◆ **Exercise**
Please set down all of the data below verbatim.

◆ **Recorded data**
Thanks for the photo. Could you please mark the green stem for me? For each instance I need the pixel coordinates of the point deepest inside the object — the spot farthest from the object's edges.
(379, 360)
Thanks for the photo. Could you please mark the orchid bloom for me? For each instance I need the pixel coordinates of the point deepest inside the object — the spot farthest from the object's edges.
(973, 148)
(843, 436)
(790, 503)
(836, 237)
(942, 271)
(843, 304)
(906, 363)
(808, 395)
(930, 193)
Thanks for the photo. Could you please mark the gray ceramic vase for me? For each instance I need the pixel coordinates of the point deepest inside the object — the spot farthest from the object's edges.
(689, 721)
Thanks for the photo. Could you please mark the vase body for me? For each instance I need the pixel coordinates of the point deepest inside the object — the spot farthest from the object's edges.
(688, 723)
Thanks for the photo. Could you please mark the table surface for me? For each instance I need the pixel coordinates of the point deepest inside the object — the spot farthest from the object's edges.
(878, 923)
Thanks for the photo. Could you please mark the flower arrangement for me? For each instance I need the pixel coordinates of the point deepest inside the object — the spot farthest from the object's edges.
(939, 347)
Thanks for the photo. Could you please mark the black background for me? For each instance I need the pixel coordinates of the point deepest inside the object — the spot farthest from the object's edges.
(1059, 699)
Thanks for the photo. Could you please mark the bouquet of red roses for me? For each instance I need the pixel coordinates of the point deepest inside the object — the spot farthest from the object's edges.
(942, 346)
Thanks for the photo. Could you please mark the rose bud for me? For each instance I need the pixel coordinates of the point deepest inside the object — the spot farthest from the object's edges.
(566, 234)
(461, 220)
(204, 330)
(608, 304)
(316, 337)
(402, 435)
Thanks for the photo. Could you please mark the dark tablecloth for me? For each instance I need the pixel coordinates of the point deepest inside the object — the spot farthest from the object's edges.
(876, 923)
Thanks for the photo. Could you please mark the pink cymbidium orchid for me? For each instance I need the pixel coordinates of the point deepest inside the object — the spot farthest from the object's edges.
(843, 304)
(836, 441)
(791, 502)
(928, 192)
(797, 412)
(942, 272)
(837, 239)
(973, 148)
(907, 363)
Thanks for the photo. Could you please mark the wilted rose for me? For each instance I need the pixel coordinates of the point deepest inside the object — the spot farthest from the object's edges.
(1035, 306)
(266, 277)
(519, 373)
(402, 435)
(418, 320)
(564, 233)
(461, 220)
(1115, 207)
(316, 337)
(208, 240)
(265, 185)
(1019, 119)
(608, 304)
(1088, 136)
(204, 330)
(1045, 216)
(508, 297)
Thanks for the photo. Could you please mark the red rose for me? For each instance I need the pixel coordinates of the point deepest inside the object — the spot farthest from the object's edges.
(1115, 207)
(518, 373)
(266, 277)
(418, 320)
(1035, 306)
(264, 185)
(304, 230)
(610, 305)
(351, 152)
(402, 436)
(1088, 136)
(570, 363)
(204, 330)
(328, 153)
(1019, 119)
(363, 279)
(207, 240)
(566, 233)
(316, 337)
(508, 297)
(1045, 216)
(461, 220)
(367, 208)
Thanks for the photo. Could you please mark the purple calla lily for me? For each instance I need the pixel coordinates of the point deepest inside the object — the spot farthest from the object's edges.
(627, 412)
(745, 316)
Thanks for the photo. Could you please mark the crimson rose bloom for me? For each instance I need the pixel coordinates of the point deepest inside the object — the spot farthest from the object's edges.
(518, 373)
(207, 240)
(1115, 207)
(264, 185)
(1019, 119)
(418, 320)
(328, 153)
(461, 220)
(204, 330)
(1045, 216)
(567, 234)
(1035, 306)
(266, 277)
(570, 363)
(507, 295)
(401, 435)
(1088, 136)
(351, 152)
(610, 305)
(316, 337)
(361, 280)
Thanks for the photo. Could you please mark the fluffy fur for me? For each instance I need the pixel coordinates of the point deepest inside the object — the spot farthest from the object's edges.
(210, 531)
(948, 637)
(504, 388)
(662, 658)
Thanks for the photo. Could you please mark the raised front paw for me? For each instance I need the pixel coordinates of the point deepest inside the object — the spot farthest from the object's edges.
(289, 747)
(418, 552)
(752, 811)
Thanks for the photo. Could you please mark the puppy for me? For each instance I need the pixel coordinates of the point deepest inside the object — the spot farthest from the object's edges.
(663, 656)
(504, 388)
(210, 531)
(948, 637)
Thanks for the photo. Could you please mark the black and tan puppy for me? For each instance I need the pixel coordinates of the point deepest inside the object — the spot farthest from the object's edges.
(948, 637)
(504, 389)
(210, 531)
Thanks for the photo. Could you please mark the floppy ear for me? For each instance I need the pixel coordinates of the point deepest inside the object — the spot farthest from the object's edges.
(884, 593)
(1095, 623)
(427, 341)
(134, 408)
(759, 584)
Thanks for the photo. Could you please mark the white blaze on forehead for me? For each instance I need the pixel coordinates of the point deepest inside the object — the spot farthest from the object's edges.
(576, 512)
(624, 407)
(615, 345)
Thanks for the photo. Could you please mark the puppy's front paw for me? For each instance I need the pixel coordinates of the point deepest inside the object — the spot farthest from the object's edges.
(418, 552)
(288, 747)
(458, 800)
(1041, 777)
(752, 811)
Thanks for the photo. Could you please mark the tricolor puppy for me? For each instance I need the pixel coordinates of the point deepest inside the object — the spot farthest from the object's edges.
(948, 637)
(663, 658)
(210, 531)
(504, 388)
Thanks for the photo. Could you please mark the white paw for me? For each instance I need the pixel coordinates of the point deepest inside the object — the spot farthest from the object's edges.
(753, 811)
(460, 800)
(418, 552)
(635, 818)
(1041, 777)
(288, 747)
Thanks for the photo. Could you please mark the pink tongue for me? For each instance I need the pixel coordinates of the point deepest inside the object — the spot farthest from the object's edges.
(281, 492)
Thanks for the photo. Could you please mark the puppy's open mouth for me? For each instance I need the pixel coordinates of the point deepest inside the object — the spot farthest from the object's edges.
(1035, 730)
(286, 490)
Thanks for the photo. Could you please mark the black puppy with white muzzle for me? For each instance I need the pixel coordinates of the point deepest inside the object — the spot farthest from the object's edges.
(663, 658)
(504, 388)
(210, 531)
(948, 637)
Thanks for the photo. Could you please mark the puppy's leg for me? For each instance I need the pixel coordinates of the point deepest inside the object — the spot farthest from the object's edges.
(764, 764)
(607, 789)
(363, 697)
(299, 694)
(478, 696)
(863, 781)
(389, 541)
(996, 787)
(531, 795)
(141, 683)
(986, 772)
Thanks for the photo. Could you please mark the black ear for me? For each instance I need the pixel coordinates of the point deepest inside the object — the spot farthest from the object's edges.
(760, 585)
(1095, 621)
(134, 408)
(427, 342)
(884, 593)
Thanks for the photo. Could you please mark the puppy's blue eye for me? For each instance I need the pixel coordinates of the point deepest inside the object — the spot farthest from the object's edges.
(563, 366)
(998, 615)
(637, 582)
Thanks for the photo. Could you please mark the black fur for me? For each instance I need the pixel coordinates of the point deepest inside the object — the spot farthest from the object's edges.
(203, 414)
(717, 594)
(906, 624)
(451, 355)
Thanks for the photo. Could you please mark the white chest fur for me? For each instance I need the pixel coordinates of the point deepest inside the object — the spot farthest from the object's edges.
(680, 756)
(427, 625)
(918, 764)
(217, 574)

◆ **Response**
Thanks for the photo. Could you please mark the green stem for me? For each instance I need the pixel coordinates of the point deepest inside the object — the spot farthest from the object's edges.
(379, 360)
Thanks for the photo. Could you please mark the orchid bloom for me? For each instance I need the pixel coordinates of the point deepest inside the object — the spot farthest from the object's edges.
(973, 148)
(843, 436)
(790, 503)
(836, 237)
(942, 271)
(843, 304)
(906, 363)
(808, 395)
(930, 193)
Thanks for the photo. Could you please mark the gray ceramic vase for me? For each instance I need the pixel coordinates of the point deepest inside the object — the spot farthest from the object's edges.
(689, 721)
Thanks for the photo. Could you please mark the vase body for me? For each instance I need the pixel coordinates of the point deepest inside the object — the spot farthest from the object's edges.
(688, 723)
Thanks for the photo. Could you please mark the table surface for me? For each instance I need the pixel coordinates of the point deepest inside the object — the spot farthest from the object's edges.
(878, 923)
Thanks for the photo. Could you please mark the flower arrangement for me? For each instance I need the pixel coordinates of the point deepest inside the object — the spot farthest from the object's edges.
(939, 347)
Thanks for the photo. Could you please mark the black background for me? For each instance I need the pixel coordinates of the point deepest inside the object — the spot farthest from the object's edges.
(1059, 699)
Thanks for the photo. Could you please mark the bouquet of red roses for me? For each instance I need the pixel coordinates of the point deepest inside the object — the spot farthest from the object's edges.
(942, 346)
Thanks for the photo. Could you please mark the rose bud for me? For each instance I need the pixel coordinates of the point deepest inside the object — the spot farthest from the object's edges.
(566, 234)
(461, 220)
(204, 330)
(608, 304)
(316, 337)
(402, 435)
Thanks for the photo. Could you please mark the dark tablecloth for me? For each instance I need the pixel coordinates of the point deepest inside the object — the spot farthest from the object's edges.
(876, 923)
Thanks for the photo. Could you please mark the pink cymbidium orchid for me? For each instance I need the pixel coordinates of the point deepest inside the object — the spot farthest from the object's edges.
(843, 304)
(836, 441)
(791, 502)
(928, 192)
(797, 412)
(942, 272)
(837, 239)
(973, 148)
(907, 363)
Thanks for the photo. Could you please mark the wilted rose for me? For each instance I need the pixel coordinates of the point deepest inside the object — the spot farthest from the object's edges.
(1035, 306)
(266, 277)
(519, 373)
(402, 435)
(418, 320)
(564, 233)
(461, 220)
(1115, 207)
(316, 337)
(208, 240)
(265, 185)
(1019, 119)
(608, 304)
(1088, 136)
(204, 330)
(1045, 216)
(508, 297)
Thanks for the photo. Could you please mark the red rose for me? For each instance I need the pixel coordinates of the point deepest inside the object — the spot farthest from the object's edges.
(1115, 207)
(518, 373)
(266, 277)
(418, 320)
(1035, 306)
(264, 185)
(304, 230)
(610, 305)
(351, 152)
(402, 436)
(1088, 136)
(570, 363)
(204, 330)
(328, 153)
(1019, 119)
(363, 279)
(207, 240)
(566, 233)
(316, 337)
(508, 297)
(1045, 216)
(461, 220)
(367, 208)
Thanks for the photo. Could you please mark the purple calla lily for me? For each instance I need the pixel coordinates of the point deepest inside the object — the spot farthest from the object's edges.
(627, 412)
(745, 316)
Thanks for the photo. Could you please mark the crimson rose bloom for me? For each instance I need the pixel coordinates of the point deepest inside the object — the spot farthest from the object's edges.
(518, 373)
(207, 240)
(1115, 207)
(264, 185)
(1019, 119)
(418, 320)
(328, 153)
(461, 220)
(204, 330)
(1045, 216)
(567, 234)
(1035, 306)
(266, 277)
(570, 363)
(507, 295)
(401, 435)
(1088, 136)
(351, 152)
(610, 305)
(316, 337)
(361, 280)
Thanks for the photo. Could you please mark the fluffy fur for me? For each instance I need the pixel coordinates of the point deepest inside the object — the spot farthest from the object's edges.
(210, 531)
(948, 637)
(504, 388)
(662, 658)
Thanks for the photo. Could you please mark the raised front paw for me? For each instance I need the pixel coordinates of the point deepest inside the object — the spot farthest from the object's edges.
(289, 747)
(418, 552)
(752, 811)
Thanks for the photo. Could you please mark the puppy for me? For each instance I need the pixel coordinates of the point deepest inside the object — the spot farthest from the object's edges.
(663, 656)
(504, 388)
(210, 531)
(948, 637)
Thanks for the photo. Could you please mark the black and tan puppy for me? For each instance I need the pixel coordinates of the point deepest inside the object — the spot farthest from the object's edges.
(948, 637)
(504, 389)
(210, 531)
Thanks for the photo. Could you please mark the floppy ear for me? For each instance I need the pixel coordinates of the point deepest inside the object — the spot farthest from the object's edges.
(884, 593)
(1095, 623)
(427, 341)
(134, 408)
(759, 584)
Thanks for the photo. Could you please mark the white blaze on forehead for me? For each instance I need the pixel coordinates of the point deepest inside the object — the spot farthest from the object's edges.
(576, 512)
(624, 407)
(615, 345)
Thanks for the photo. Could you please mark the puppy's front paw for me? For each instance I need the pixel coordinates of the point deepest inside the object — the spot farthest from the object's edges.
(418, 552)
(288, 747)
(458, 800)
(1041, 777)
(752, 811)
Thanks for the photo. Could you please mark the tricolor puppy for me? For each instance I need the pixel coordinates of the point deepest inside the object — the spot farthest from the object's edges.
(948, 637)
(663, 658)
(210, 531)
(504, 388)
Thanks for the photo. Could you please mark the white paw for me? For each instance I need the pixel coordinates of the point deepest inside the object — the spot farthest from the object's edges.
(753, 811)
(460, 800)
(418, 552)
(635, 818)
(1041, 777)
(288, 747)
Thanks for the photo. Could you please mark the pink tongue for me? For each instance I need the pixel coordinates of the point deepest inside the object — the spot farthest from the object's edges.
(281, 492)
Thanks for the photo. Could you please mark the puppy's open mouth for me? For each instance I need the pixel coordinates of the point deepest inside the object — the spot farthest from the object's edges.
(1035, 730)
(286, 490)
Thanks for the photo. Could you please mark the black puppy with white muzzle for me? For each instance I need the pixel coordinates of the point deepest inside the object — the spot farthest from the object's edges.
(663, 658)
(504, 388)
(210, 531)
(948, 637)
Thanks for the photo. Could you please mark the puppy's leg for me? For each instance I need the pixel coordinates of the point deepest inside the object — the spot farthest from the object's edges.
(764, 764)
(607, 789)
(363, 697)
(299, 694)
(478, 696)
(863, 781)
(389, 541)
(996, 787)
(531, 795)
(141, 683)
(986, 772)
Thanks for the photo. Could you please mark the black ear for me? For each instance I need the pixel coordinates of the point deepest inside the object — the spot farthest from the object's edges.
(760, 585)
(1095, 621)
(134, 408)
(427, 342)
(884, 593)
Thanks for the photo. Could you please mark the puppy's blue eye for me? For each instance I need the pixel coordinates of the point deepest inside the object — the spot farthest from the object's edges.
(563, 366)
(998, 615)
(637, 582)
Thanks for the photo. Could you please mark the black fur for me? For each instance I need the pixel coordinates of the point deepest inside the object — the spot farthest from the object's edges.
(203, 414)
(717, 594)
(906, 624)
(451, 355)
Thanks for the photo. Could you please mark the white chest fur for me? For each instance I need the pixel coordinates of the point deepest inside the object — the spot farthest from the object's edges.
(680, 756)
(427, 625)
(918, 764)
(217, 574)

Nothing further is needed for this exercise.